### Task to complete
Pictures do not belong in the copy; restate the records below word for word.

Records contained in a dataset
● ● ● ● ● ● ●
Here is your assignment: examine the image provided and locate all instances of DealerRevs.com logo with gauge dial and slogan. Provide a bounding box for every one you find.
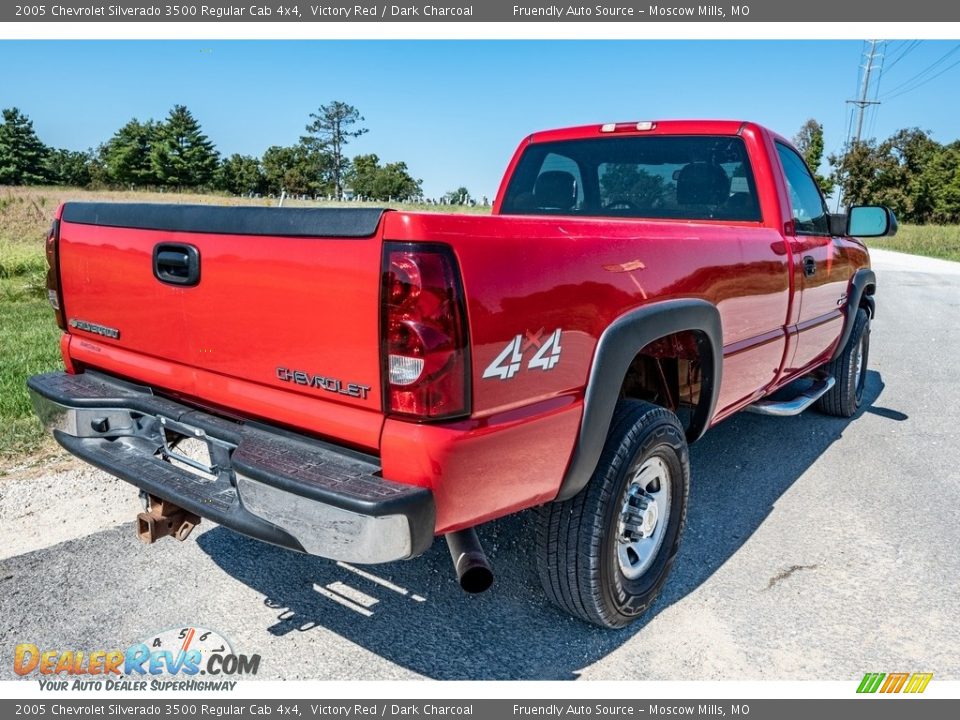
[13,627,260,691]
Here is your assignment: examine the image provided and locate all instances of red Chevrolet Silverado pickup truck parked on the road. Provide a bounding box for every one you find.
[28,121,896,627]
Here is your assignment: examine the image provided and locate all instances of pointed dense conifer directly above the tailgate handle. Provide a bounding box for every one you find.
[150,105,220,189]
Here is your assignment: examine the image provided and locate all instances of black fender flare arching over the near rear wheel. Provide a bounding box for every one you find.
[555,298,723,501]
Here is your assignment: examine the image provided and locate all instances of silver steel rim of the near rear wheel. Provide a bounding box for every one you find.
[616,457,671,580]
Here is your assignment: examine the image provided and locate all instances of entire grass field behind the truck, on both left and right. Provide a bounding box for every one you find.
[0,188,960,457]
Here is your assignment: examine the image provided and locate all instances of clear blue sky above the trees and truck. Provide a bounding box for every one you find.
[0,40,960,198]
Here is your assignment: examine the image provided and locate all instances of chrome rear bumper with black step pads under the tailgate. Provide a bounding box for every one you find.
[27,372,436,563]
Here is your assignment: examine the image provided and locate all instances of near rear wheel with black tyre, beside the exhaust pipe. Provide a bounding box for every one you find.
[537,400,690,628]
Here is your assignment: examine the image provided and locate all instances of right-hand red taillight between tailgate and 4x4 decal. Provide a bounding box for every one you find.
[381,243,470,420]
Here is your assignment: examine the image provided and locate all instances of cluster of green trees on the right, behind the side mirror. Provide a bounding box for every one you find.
[794,120,960,225]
● ● ● ● ● ● ●
### Written solution
Here is your assignment: examine the image provided and locate all instances of DealerRevs.com logo with gauge dial and slogan. Provide a bounding box for every one you find.
[13,627,260,691]
Here is your assignment: examine the image provided and locate all instances of red Chevrolet Silverado pickup truck parked on the road. Provide a bounding box for every one you find.
[28,121,896,627]
Here is your assignment: examine the image provided and locate all instances of pointed dense conifer directly above the tailgate handle. Provide a bounding box for every one you find.
[150,105,220,189]
Here is your assignment: examine the image provided and locate all instances of black fender flare arching over the near rear wheel. Provide a bounding box for every one you find.
[555,298,723,501]
Here is your assignment: examine the image provided and locate all instances of silver steel rim of the near rear wheel. Provide a bounding box for every one you find.
[616,457,671,580]
Here is your assignment: examine the image provided and locate all instances of entire grass field behind the truck, on both left and right. Provide a bounding box for every one you find.
[0,188,960,457]
Here is your assignment: examine the image provided and locate all instances of clear blue sky above the trees and truck. Provide a bounding box for every one you find.
[0,40,960,198]
Here is your assignment: examine the image provided and locate all instances of chrome rear bumper with black step pads under the tailgate. Provide a bounding box for every one you find.
[27,372,436,563]
Here is your assignment: examine the image provided and locate all instances of near rear wheel with black tyre, beside the exhaust pipe. Provide a bounding box for every one you find.
[537,400,690,628]
Here is your assignment: examine the image provided and locate all instances of right-hand red taillight between tailgate and 4x4 decal. Provide a bounding box for every one you find.
[381,243,470,420]
Here is your assignment: examine the image provided and locate all instances of cluster of green trees on the right, behind the side mirror. Provide a bounding box for every one you find.
[794,120,960,225]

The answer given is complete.